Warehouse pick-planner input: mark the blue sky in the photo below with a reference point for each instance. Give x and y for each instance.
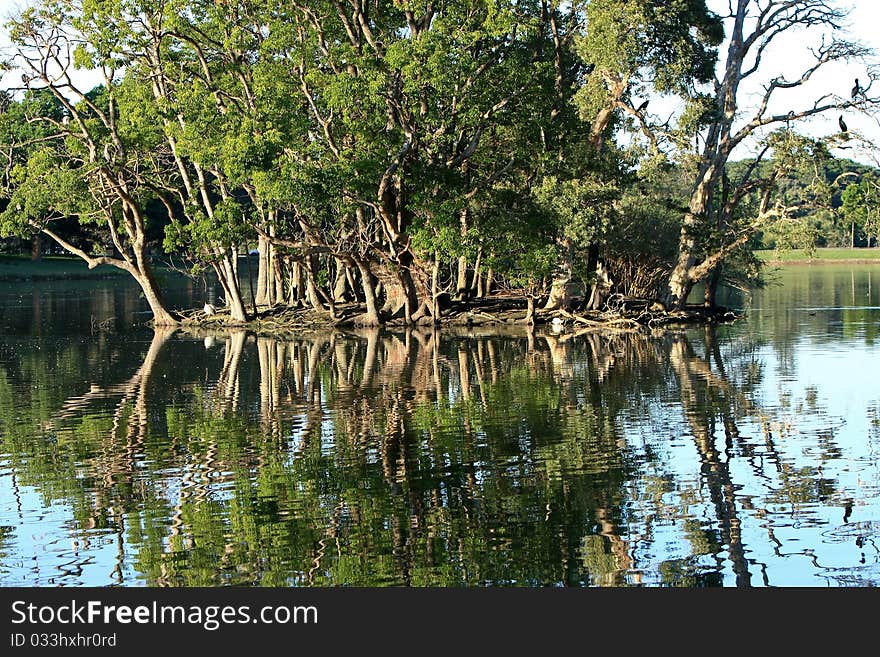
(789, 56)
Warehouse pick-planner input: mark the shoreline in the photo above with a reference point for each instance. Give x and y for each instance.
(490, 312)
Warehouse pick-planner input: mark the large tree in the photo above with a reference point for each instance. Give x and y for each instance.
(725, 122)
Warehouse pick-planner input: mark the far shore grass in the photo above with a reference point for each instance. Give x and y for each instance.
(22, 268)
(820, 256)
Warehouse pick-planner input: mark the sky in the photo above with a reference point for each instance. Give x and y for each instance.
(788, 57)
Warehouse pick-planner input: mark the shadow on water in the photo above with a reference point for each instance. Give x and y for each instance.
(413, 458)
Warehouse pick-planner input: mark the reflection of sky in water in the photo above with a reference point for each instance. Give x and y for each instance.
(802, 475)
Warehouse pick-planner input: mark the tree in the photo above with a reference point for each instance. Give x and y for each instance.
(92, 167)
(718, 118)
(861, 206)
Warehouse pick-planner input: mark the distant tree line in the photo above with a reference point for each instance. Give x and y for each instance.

•••

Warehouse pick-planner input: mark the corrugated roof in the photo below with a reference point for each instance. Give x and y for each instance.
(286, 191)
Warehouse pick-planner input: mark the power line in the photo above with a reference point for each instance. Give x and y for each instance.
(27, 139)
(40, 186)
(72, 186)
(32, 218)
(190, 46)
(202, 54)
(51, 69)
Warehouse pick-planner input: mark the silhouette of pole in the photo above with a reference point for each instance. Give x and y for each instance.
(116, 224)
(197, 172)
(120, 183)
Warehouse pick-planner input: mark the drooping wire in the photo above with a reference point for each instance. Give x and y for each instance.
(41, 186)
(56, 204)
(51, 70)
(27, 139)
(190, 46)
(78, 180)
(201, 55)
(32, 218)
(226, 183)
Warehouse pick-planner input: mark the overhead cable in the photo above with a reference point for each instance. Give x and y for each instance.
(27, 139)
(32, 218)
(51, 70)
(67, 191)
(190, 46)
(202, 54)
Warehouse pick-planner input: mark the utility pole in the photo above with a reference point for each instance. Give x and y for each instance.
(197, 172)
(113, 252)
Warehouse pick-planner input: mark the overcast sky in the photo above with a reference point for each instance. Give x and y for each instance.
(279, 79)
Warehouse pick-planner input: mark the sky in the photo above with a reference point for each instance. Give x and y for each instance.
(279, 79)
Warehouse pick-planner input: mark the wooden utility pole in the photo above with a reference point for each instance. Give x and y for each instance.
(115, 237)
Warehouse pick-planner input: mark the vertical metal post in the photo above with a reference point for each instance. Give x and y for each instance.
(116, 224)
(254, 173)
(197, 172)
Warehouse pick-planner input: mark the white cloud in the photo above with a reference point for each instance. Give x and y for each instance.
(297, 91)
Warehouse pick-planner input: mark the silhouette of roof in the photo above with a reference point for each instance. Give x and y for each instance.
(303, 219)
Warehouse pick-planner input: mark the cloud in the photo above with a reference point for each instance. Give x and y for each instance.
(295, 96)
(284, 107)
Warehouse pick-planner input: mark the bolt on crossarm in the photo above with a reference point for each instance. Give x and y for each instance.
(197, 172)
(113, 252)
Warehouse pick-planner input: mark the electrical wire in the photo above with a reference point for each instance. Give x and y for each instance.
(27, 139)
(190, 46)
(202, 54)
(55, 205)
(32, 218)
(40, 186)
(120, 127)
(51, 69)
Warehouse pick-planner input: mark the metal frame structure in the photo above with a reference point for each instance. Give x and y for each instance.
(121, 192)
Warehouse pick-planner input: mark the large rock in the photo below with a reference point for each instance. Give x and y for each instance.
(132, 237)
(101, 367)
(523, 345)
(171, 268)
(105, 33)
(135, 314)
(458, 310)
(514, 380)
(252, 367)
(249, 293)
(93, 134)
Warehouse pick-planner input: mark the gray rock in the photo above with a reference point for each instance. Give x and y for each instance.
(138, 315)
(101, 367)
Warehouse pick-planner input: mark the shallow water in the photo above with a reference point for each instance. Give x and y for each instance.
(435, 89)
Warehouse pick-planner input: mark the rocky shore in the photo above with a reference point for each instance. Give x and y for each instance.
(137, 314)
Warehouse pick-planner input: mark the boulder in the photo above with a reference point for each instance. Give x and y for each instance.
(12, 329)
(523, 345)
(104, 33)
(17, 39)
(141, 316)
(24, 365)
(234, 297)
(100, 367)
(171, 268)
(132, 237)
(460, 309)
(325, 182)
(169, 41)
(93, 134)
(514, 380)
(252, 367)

•••

▶ [JOB]: List every row above that contains the word "large", treating uppercase and lowercase as different.

▶ [RESULT]:
Warehouse pick-planner input: mark the large tree in the photo above with a reference point for each instance. Give x and y for each instance.
Warehouse pick-planner input: mark the large rock in the photo below with a reference point for each instance. Give x and y for each instance.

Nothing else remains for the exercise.